- _Work required_: Count the lines in the rows below that contain the word "bottom". Give only the number.

- _Supplied entries_:
━━━━━━━━━━
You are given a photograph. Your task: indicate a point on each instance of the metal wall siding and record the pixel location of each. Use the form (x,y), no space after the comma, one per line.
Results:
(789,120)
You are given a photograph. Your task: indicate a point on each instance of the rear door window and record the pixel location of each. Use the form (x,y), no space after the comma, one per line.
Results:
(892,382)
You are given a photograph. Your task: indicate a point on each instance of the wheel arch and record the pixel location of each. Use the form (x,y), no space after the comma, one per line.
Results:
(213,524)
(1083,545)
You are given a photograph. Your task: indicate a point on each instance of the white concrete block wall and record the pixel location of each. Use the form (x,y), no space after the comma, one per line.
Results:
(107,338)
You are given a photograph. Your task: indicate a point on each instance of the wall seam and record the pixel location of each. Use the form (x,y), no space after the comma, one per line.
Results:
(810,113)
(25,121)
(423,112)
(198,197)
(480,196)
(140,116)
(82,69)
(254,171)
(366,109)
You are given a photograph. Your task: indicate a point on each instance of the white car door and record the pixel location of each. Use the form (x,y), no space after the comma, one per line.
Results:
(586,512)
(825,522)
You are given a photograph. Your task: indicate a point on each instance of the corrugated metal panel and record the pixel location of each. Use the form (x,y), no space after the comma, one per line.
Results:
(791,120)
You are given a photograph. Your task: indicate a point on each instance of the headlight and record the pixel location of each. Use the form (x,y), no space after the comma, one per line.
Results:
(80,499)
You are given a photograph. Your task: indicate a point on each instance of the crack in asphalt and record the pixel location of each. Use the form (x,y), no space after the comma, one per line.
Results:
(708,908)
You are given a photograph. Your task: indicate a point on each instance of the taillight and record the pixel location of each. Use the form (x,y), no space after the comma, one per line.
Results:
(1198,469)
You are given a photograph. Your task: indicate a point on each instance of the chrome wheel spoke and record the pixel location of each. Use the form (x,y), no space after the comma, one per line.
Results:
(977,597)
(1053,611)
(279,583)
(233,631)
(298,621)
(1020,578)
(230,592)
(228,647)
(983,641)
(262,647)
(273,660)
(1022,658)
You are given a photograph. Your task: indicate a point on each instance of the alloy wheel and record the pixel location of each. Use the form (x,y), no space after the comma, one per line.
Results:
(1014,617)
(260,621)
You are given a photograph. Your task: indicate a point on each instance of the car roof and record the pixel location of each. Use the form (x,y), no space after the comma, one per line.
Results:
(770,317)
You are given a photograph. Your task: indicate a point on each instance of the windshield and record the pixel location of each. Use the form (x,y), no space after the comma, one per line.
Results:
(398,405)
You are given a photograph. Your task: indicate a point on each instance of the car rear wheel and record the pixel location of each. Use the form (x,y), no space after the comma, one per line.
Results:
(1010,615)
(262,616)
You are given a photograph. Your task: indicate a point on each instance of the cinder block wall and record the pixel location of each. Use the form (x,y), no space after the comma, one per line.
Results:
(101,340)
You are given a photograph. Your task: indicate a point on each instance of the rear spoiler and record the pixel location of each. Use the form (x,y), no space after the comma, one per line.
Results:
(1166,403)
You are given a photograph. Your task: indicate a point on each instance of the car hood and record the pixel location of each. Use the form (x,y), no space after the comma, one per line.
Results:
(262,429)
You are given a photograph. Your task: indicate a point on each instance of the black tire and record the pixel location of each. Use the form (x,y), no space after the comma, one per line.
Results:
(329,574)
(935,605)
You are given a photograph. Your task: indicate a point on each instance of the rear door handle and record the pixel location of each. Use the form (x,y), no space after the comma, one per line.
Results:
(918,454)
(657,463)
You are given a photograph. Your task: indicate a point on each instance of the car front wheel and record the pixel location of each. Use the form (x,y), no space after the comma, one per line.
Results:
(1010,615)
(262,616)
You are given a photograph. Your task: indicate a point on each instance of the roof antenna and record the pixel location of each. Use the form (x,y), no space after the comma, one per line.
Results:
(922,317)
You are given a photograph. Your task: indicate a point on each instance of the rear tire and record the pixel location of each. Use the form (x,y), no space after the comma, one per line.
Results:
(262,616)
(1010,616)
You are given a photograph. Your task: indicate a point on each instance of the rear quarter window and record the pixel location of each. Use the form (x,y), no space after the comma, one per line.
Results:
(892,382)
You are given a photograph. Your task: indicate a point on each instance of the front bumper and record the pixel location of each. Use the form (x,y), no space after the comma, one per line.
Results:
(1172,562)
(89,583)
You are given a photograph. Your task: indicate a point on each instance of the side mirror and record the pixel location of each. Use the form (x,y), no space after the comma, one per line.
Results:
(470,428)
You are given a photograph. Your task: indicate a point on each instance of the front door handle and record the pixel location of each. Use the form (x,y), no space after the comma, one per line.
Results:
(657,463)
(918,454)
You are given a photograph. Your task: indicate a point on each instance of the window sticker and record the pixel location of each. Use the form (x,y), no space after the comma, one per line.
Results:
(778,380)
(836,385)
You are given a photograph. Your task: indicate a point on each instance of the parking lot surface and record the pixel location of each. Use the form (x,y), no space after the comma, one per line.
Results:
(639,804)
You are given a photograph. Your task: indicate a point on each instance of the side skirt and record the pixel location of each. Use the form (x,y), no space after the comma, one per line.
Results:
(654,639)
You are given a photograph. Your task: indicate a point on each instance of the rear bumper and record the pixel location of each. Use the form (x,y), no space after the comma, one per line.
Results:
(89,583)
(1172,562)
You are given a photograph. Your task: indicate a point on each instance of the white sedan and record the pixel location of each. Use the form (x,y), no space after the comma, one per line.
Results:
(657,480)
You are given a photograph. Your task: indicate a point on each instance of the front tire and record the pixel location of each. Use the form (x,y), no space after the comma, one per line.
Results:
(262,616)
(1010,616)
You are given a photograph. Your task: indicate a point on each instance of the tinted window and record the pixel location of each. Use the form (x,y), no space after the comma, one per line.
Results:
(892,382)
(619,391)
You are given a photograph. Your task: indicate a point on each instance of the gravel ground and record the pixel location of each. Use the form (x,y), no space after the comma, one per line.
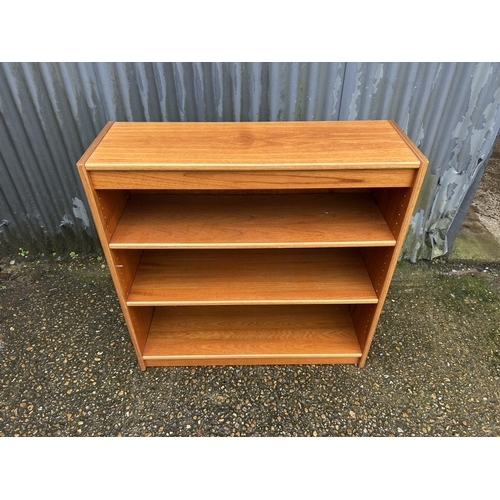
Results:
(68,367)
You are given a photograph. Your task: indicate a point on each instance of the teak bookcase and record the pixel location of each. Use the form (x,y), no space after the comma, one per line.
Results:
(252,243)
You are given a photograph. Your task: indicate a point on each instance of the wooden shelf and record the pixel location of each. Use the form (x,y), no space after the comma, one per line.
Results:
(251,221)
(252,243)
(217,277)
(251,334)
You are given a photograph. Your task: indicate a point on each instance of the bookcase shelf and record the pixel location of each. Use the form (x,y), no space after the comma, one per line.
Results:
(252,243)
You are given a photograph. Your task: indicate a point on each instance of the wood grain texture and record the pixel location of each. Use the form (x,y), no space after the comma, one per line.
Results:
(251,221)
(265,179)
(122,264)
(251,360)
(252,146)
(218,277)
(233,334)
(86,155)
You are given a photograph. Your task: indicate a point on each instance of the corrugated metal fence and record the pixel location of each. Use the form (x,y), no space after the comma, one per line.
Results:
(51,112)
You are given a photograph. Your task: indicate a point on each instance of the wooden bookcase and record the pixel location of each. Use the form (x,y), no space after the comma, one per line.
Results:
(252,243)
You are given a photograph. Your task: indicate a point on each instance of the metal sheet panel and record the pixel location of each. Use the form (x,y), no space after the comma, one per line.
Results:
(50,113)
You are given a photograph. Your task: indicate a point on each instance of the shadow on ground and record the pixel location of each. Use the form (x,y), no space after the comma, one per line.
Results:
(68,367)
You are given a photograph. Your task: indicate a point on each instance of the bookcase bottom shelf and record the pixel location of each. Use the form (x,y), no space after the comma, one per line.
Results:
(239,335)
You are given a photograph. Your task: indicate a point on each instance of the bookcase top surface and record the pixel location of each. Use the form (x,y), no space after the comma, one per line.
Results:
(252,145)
━━━━━━━━━━
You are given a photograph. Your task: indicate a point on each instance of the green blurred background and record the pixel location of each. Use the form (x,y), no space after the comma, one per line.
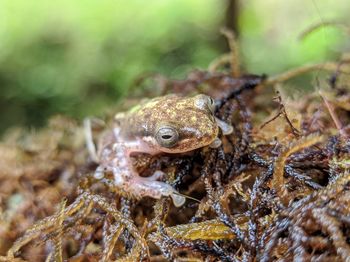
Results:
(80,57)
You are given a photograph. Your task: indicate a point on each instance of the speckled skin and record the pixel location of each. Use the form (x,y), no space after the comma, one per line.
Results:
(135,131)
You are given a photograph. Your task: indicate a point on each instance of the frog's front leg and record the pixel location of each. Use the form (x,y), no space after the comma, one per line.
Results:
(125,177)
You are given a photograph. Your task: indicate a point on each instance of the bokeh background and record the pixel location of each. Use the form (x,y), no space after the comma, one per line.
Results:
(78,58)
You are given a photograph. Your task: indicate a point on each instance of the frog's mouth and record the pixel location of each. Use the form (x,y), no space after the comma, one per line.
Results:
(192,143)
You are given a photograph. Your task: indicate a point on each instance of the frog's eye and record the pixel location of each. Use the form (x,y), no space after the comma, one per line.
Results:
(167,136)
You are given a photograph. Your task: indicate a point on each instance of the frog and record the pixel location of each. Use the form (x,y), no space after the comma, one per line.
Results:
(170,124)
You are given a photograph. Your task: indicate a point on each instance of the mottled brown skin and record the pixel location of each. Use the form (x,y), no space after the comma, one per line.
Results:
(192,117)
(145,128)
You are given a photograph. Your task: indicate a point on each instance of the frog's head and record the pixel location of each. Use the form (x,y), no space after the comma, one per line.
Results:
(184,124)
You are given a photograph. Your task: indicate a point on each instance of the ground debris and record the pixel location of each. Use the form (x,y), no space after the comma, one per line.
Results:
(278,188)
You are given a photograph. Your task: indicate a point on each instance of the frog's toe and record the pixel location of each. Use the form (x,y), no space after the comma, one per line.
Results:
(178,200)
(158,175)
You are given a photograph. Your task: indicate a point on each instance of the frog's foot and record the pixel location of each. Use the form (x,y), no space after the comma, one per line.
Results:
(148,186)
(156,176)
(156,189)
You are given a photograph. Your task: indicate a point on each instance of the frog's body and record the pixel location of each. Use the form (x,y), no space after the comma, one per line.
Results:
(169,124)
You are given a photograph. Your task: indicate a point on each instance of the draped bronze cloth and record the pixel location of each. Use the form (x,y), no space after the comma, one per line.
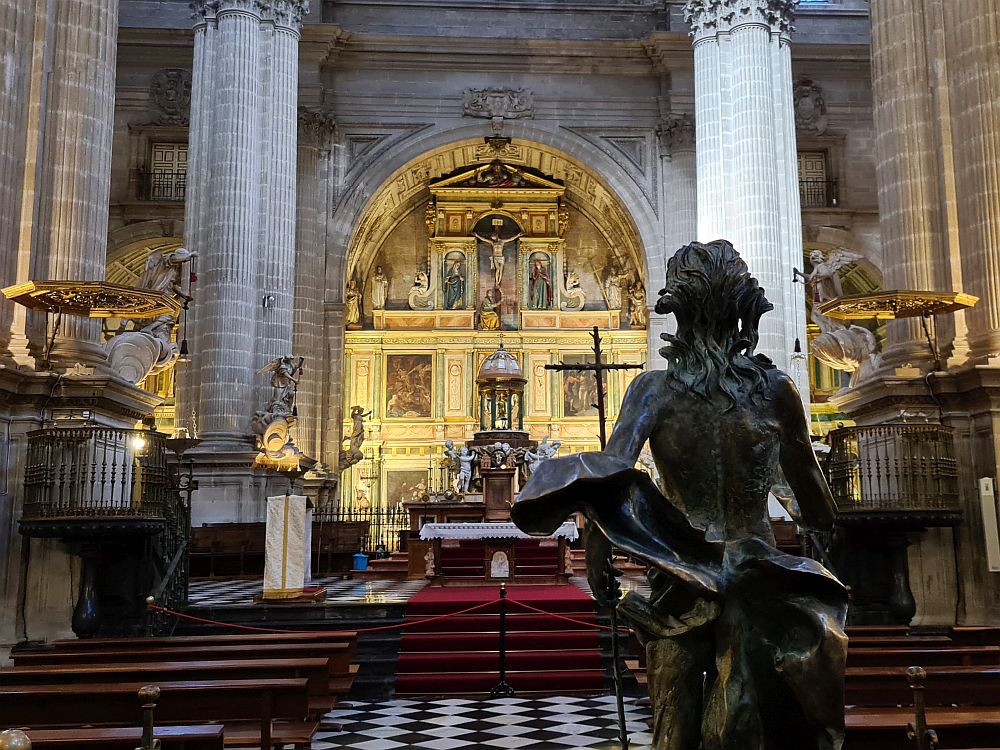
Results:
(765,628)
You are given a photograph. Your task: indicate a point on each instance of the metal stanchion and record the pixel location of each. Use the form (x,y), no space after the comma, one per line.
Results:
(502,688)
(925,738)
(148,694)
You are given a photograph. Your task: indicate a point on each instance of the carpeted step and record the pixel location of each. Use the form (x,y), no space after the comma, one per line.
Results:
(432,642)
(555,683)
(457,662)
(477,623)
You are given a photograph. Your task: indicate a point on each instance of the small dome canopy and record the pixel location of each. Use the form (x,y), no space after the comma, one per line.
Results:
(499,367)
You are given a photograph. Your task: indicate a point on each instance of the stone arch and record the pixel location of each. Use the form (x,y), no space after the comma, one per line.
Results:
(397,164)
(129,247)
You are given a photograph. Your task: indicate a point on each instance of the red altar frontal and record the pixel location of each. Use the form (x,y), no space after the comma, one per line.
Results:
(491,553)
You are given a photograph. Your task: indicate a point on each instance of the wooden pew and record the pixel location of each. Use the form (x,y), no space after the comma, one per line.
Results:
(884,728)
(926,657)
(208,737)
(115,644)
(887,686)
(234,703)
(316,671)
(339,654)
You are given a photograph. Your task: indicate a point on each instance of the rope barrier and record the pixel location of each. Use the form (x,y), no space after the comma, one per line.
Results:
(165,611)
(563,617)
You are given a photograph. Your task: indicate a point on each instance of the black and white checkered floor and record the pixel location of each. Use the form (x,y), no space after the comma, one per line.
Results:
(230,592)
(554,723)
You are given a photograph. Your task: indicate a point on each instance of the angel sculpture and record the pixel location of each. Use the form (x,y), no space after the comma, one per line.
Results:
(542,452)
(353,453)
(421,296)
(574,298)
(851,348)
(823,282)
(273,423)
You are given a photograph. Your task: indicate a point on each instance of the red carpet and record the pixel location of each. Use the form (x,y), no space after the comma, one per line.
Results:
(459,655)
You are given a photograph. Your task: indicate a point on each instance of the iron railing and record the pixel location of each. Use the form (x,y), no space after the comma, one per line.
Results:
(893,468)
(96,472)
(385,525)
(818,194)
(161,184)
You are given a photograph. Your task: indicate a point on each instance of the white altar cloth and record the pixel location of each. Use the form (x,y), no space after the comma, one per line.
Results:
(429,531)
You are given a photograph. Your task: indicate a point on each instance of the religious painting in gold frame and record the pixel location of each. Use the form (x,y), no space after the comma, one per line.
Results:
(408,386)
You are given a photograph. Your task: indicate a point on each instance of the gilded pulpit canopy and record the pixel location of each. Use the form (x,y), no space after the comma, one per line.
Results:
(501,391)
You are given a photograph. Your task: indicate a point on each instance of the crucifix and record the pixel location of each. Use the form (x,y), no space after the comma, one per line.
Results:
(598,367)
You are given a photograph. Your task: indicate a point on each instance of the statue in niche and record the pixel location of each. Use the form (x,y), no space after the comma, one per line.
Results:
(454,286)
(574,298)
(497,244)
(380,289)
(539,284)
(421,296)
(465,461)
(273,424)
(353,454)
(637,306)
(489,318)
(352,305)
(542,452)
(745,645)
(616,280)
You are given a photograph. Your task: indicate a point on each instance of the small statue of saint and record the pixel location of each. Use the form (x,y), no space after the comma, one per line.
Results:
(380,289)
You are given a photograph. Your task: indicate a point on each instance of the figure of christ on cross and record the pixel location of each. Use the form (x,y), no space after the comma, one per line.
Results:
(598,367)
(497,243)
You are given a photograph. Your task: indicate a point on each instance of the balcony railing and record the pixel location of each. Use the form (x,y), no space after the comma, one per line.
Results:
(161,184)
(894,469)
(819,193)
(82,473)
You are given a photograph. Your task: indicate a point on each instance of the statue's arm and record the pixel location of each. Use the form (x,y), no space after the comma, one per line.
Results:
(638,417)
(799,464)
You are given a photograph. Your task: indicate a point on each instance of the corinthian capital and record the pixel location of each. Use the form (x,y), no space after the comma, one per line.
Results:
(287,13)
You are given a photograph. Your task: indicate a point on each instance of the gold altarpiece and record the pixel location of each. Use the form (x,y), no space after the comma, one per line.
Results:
━━━━━━━━━━
- _Reply to the exercise_: 1